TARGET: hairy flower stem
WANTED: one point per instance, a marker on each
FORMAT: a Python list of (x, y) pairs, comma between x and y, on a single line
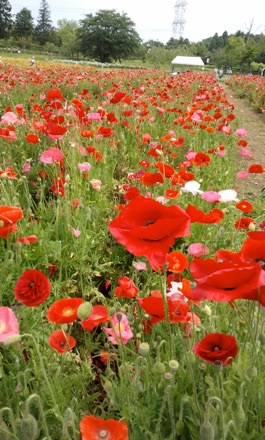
[(42, 367)]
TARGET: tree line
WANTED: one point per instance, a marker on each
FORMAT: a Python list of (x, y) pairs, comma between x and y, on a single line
[(108, 36)]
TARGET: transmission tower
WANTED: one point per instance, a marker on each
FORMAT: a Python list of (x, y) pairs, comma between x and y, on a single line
[(179, 21)]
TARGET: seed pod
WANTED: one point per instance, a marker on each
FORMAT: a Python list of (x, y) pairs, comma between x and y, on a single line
[(29, 427), (207, 431)]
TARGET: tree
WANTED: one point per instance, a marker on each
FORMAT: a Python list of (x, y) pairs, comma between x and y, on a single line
[(24, 24), (5, 18), (66, 31), (108, 36), (44, 31)]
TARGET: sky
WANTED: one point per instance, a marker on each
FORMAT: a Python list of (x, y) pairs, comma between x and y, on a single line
[(154, 19)]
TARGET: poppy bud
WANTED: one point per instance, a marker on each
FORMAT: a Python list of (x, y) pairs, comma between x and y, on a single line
[(159, 368), (5, 433), (144, 349), (251, 226), (84, 310), (12, 340), (179, 427), (173, 365), (29, 427), (207, 431)]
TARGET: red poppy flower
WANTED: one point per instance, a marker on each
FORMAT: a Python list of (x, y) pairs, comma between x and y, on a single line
[(201, 159), (54, 94), (256, 169), (94, 428), (244, 222), (154, 306), (98, 315), (165, 169), (244, 206), (9, 215), (171, 193), (61, 341), (198, 216), (117, 97), (148, 228), (32, 288), (216, 348), (27, 240), (177, 262), (32, 138), (150, 179), (225, 281), (126, 288), (64, 310)]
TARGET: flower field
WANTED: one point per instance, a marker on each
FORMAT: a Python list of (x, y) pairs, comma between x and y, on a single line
[(132, 262)]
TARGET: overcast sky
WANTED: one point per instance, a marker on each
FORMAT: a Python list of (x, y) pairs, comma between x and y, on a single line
[(154, 19)]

Task instructions: Reproduce all the data above with "a marker on each" swapped for "one dot on each" and every other line left as it is. Omit the pictures from your output.

Response to this task:
TARGET: hairy flower stem
WANTED: one point per instance, one dot on each
FORMAT: a Python list of (x, y) pairs, comma between x and y, on a single line
[(42, 367)]
TARGET: tree line
WANTED: one point per instance, one dot on each
FORMAT: a Python list of (x, y) pairs, comma between x and y, on a single line
[(108, 36)]
TARGET: transmission tower
WANTED: one point per instance, one dot on each
FORMAT: a Python list of (x, y) pairs, comma between x and y, on a single line
[(179, 21)]
TARGET: seed pod
WANTED: one point per instance, one dot on each
FORMAT: a Python list of (x, y) pairs, comma between x and y, on a single line
[(29, 427), (207, 431)]
TARGET: tree
WANTED: one point per instance, one dot on each
FORMAT: a Python list of (x, y) pairs, comma between x and y, on a single line
[(24, 24), (5, 18), (66, 31), (108, 36), (44, 31)]
TARGET: sky
WANTED: one point per instance, one dot on each
FORMAT: a Python list of (x, y) pairs, comma between x and y, on a single line
[(154, 19)]
TARGET: poppy bud
WANTED: one point per instance, one dot on each
FORMAT: a Python list of (x, y) pairs, comma between x and y, on a single line
[(159, 368), (5, 433), (144, 349), (251, 226), (84, 310), (12, 340), (179, 427), (173, 365), (29, 427), (207, 431)]
TARGET: red poppy flower
WANTED: one point per instance, one dot on each
FORMAT: a Python list of (x, y) pairs, comma between x and y, on a single line
[(201, 159), (54, 94), (256, 169), (94, 428), (244, 222), (154, 306), (98, 315), (165, 169), (244, 206), (9, 215), (171, 193), (61, 341), (198, 216), (117, 97), (148, 228), (32, 288), (216, 348), (27, 240), (177, 262), (32, 138), (150, 179), (225, 281), (126, 288), (64, 310)]
TARGET: flower field
WANTED: one point per instance, one dot on each
FORMAT: a Python list of (x, y) pairs, comma between x and y, on a single line
[(132, 262)]
TARGET: overcast sky
WANTED: one point per instance, one dot on each
FORMAT: a Python list of (x, y) pairs, comma between x and y, on a single line
[(154, 19)]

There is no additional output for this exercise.